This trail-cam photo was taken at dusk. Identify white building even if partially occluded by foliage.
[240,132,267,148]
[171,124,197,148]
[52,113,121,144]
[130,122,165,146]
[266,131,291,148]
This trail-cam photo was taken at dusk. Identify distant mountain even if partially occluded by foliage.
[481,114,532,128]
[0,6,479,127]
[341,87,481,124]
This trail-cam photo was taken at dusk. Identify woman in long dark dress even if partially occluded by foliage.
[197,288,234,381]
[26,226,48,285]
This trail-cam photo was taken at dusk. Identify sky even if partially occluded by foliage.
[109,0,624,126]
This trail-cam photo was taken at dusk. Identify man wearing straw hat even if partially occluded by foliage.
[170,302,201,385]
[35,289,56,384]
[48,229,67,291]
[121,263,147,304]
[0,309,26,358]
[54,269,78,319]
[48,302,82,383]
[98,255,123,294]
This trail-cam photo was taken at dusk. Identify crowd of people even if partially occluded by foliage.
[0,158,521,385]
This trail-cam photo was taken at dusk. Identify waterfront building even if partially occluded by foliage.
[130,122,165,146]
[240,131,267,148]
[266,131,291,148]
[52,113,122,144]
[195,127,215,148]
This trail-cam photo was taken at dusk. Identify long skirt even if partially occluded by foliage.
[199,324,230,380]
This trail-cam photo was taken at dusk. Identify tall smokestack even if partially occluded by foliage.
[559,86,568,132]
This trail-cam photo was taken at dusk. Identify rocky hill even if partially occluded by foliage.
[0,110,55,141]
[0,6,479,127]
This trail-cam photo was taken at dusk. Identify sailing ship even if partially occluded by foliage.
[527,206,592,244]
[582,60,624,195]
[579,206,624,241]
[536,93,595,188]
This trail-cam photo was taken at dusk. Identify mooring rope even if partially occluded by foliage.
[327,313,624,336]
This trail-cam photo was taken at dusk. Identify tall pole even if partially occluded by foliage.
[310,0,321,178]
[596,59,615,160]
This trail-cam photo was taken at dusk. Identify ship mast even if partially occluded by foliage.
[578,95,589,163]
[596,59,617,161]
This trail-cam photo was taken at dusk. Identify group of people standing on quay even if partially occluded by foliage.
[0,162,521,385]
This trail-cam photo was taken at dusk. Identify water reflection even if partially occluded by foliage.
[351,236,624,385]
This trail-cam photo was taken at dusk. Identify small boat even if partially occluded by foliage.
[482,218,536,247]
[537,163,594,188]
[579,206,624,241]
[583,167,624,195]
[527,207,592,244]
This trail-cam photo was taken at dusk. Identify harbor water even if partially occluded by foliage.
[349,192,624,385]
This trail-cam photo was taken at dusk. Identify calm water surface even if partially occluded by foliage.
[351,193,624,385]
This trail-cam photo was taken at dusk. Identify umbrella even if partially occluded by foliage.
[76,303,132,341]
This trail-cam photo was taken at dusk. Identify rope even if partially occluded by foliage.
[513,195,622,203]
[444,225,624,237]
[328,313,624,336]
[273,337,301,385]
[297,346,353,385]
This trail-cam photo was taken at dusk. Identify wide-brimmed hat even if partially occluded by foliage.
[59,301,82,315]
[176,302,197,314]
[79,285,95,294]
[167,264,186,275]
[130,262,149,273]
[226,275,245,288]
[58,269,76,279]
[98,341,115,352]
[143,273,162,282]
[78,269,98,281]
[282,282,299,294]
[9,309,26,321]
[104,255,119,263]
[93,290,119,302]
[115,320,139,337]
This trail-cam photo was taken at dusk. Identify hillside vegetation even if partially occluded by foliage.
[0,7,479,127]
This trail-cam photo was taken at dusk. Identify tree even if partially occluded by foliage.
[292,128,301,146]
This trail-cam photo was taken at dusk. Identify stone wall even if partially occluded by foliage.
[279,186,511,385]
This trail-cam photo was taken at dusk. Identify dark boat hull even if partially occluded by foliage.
* * *
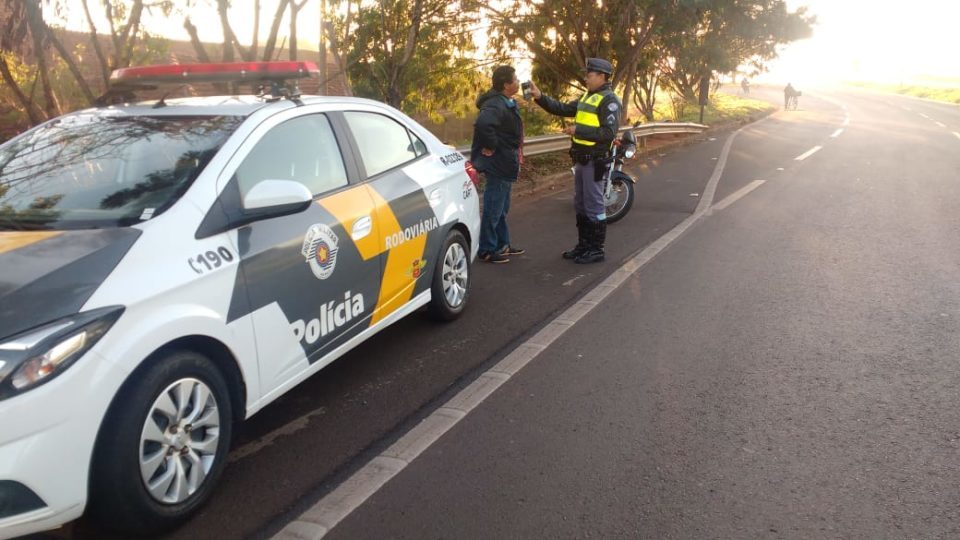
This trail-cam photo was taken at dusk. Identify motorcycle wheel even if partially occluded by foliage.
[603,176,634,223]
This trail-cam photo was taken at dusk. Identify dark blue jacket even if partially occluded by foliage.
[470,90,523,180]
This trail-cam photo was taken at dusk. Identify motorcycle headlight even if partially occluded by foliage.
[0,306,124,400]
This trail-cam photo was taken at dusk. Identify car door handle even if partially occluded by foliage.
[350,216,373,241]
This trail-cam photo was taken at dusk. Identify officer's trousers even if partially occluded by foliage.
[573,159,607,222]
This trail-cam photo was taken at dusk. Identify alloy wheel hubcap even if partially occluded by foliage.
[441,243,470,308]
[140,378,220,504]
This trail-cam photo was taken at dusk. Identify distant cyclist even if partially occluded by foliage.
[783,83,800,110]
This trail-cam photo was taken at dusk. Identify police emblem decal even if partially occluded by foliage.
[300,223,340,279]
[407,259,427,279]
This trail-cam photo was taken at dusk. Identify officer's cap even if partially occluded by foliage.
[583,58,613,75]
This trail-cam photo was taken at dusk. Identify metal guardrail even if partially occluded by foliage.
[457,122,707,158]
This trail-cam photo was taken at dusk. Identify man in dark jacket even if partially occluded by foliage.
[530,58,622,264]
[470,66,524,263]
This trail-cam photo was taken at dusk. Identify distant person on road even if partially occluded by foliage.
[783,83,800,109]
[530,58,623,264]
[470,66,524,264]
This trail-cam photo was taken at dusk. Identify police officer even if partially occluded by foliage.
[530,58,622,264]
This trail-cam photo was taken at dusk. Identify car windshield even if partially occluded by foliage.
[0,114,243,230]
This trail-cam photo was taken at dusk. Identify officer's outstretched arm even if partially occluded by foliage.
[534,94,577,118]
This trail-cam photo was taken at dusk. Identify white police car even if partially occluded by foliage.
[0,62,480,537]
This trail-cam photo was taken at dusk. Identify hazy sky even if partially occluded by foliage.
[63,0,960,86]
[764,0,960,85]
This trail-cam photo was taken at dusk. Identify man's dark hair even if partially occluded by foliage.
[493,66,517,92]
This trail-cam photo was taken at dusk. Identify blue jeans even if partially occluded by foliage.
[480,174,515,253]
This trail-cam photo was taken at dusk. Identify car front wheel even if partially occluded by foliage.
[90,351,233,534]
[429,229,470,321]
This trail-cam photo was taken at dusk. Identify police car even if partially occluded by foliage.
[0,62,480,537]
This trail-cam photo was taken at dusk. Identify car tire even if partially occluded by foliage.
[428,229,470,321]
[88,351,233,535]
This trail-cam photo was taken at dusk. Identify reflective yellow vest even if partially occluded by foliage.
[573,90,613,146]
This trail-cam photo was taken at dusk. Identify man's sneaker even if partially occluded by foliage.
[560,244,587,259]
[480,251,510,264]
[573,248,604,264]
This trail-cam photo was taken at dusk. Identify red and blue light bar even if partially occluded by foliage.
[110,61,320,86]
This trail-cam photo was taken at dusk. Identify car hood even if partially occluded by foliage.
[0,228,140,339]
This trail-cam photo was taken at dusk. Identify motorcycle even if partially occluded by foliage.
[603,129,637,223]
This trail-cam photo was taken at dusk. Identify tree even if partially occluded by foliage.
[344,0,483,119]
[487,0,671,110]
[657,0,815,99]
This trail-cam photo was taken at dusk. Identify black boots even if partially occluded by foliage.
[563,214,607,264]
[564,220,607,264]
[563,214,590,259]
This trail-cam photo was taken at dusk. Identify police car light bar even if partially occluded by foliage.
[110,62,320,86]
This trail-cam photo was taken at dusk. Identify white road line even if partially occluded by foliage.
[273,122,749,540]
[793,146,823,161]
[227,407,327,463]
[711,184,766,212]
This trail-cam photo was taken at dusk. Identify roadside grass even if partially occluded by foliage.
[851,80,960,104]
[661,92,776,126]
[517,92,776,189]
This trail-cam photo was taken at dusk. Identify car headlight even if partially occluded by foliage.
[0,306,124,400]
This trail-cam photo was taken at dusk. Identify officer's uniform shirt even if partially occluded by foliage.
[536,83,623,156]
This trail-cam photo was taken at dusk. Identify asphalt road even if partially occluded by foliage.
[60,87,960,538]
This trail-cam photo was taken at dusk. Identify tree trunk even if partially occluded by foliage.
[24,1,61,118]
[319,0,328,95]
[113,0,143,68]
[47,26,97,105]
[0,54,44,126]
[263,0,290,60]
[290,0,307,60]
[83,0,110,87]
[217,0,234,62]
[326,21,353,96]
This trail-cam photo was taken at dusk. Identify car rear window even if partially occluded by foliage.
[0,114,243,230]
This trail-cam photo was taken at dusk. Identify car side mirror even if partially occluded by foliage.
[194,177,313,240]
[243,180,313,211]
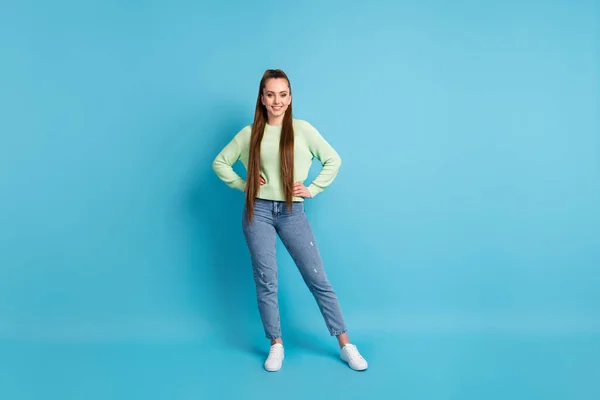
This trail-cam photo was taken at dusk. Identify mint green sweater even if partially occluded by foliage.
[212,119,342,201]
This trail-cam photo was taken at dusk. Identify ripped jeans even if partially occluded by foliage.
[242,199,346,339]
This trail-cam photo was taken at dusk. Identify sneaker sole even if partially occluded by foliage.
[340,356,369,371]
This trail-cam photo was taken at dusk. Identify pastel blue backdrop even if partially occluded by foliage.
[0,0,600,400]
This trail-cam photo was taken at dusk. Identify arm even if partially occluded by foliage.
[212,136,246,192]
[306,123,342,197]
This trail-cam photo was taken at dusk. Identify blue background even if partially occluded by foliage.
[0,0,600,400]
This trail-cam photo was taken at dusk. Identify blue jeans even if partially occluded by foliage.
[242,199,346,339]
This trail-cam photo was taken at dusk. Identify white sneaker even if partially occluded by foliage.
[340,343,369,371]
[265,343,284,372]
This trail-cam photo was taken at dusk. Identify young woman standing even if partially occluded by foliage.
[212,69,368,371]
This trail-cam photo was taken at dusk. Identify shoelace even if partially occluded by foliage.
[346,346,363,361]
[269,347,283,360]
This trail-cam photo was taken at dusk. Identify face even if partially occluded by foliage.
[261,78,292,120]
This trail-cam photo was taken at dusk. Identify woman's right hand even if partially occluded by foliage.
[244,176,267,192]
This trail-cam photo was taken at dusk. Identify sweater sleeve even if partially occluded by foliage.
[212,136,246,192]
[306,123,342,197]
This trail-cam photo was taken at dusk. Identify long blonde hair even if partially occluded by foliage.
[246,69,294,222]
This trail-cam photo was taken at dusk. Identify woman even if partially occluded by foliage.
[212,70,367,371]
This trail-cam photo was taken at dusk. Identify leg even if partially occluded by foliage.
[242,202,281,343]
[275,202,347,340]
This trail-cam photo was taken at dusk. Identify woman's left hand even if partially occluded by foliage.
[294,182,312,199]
---
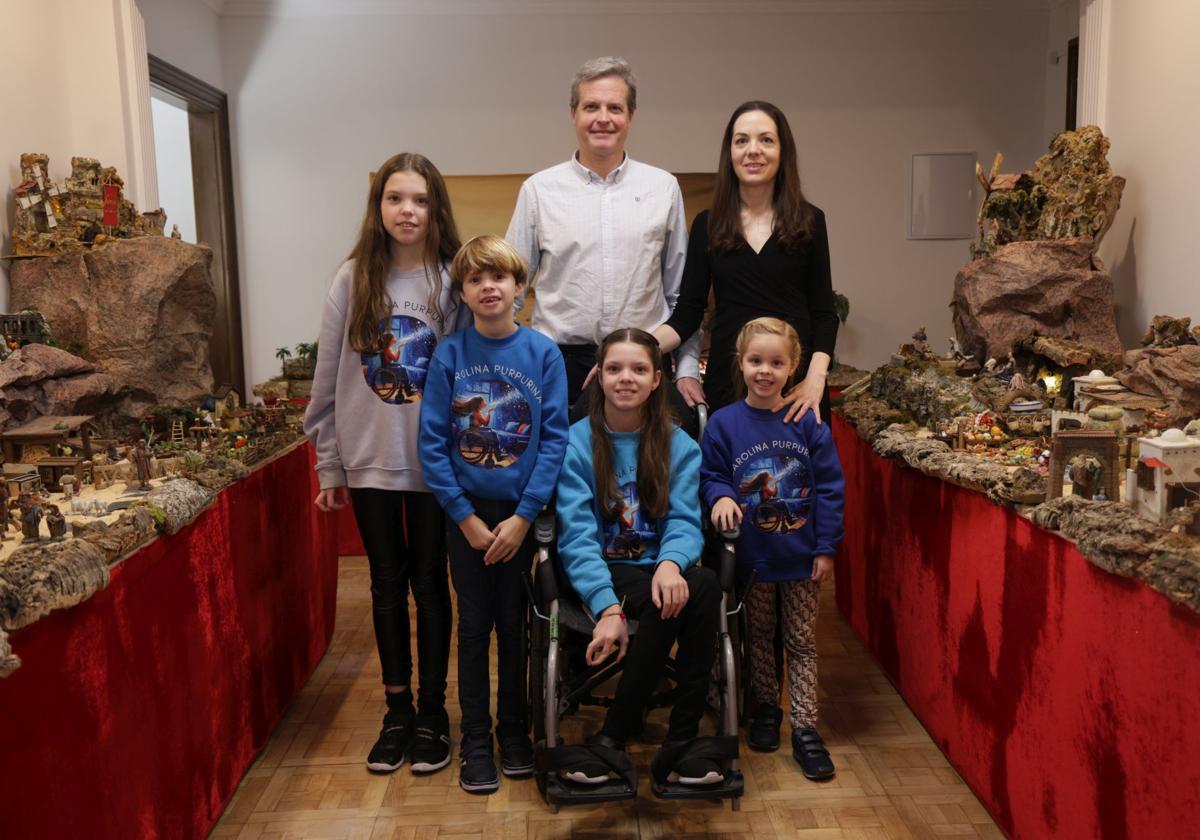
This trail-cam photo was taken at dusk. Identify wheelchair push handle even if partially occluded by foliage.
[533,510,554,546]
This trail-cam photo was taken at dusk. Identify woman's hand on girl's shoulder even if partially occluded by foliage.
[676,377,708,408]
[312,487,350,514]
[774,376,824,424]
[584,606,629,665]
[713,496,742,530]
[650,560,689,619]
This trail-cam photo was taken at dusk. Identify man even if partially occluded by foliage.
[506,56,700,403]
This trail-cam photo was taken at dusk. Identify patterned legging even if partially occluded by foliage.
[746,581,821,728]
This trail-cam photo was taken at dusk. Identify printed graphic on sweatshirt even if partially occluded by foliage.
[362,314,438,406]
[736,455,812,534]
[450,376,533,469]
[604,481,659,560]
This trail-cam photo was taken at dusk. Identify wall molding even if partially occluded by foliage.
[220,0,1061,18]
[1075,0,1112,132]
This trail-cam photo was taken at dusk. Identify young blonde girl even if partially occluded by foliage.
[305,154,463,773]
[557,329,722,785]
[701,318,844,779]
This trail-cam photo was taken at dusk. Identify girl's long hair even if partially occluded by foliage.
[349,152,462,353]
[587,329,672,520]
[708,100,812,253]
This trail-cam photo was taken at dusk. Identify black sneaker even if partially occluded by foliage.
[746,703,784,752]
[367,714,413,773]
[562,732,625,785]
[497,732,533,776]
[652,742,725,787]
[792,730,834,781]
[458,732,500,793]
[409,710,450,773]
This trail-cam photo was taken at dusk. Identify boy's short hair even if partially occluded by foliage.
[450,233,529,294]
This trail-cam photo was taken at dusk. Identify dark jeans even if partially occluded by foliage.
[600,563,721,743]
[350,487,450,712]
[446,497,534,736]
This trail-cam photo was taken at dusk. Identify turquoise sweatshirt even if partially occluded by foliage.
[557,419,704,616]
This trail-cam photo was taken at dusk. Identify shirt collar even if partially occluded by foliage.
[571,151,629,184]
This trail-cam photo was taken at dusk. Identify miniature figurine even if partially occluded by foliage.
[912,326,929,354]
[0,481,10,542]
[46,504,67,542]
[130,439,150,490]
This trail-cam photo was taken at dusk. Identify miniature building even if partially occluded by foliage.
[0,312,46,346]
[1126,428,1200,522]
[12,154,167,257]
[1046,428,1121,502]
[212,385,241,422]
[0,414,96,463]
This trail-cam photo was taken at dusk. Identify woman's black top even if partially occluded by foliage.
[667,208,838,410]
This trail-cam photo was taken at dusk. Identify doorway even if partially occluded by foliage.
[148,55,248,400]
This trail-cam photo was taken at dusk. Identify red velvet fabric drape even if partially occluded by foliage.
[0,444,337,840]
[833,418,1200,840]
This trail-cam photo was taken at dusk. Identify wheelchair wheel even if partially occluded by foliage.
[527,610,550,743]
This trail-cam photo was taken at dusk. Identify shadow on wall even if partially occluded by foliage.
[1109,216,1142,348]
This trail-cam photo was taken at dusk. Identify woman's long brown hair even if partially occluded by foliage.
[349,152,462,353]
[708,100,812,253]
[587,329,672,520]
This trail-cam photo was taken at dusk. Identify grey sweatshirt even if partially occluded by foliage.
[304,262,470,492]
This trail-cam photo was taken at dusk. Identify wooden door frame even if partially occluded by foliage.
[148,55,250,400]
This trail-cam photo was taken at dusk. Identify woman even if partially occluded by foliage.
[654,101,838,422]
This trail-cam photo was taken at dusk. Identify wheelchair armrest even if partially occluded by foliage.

**Description of the task**
Copy the data word for word from the line that contains "miniature building even if partially occluded by foliage." up to and including the line that contains "[667,208,838,410]".

**Written response**
This trail-cam photo was taken at dusk. Identify miniature building even if partially occluded by foliage.
[0,312,46,346]
[1126,428,1200,522]
[12,154,167,257]
[1046,428,1121,502]
[212,385,241,422]
[0,414,96,463]
This trail-cam photo was taken at dusk. Identify woman's black top even if partially occluded by foliage.
[667,208,838,410]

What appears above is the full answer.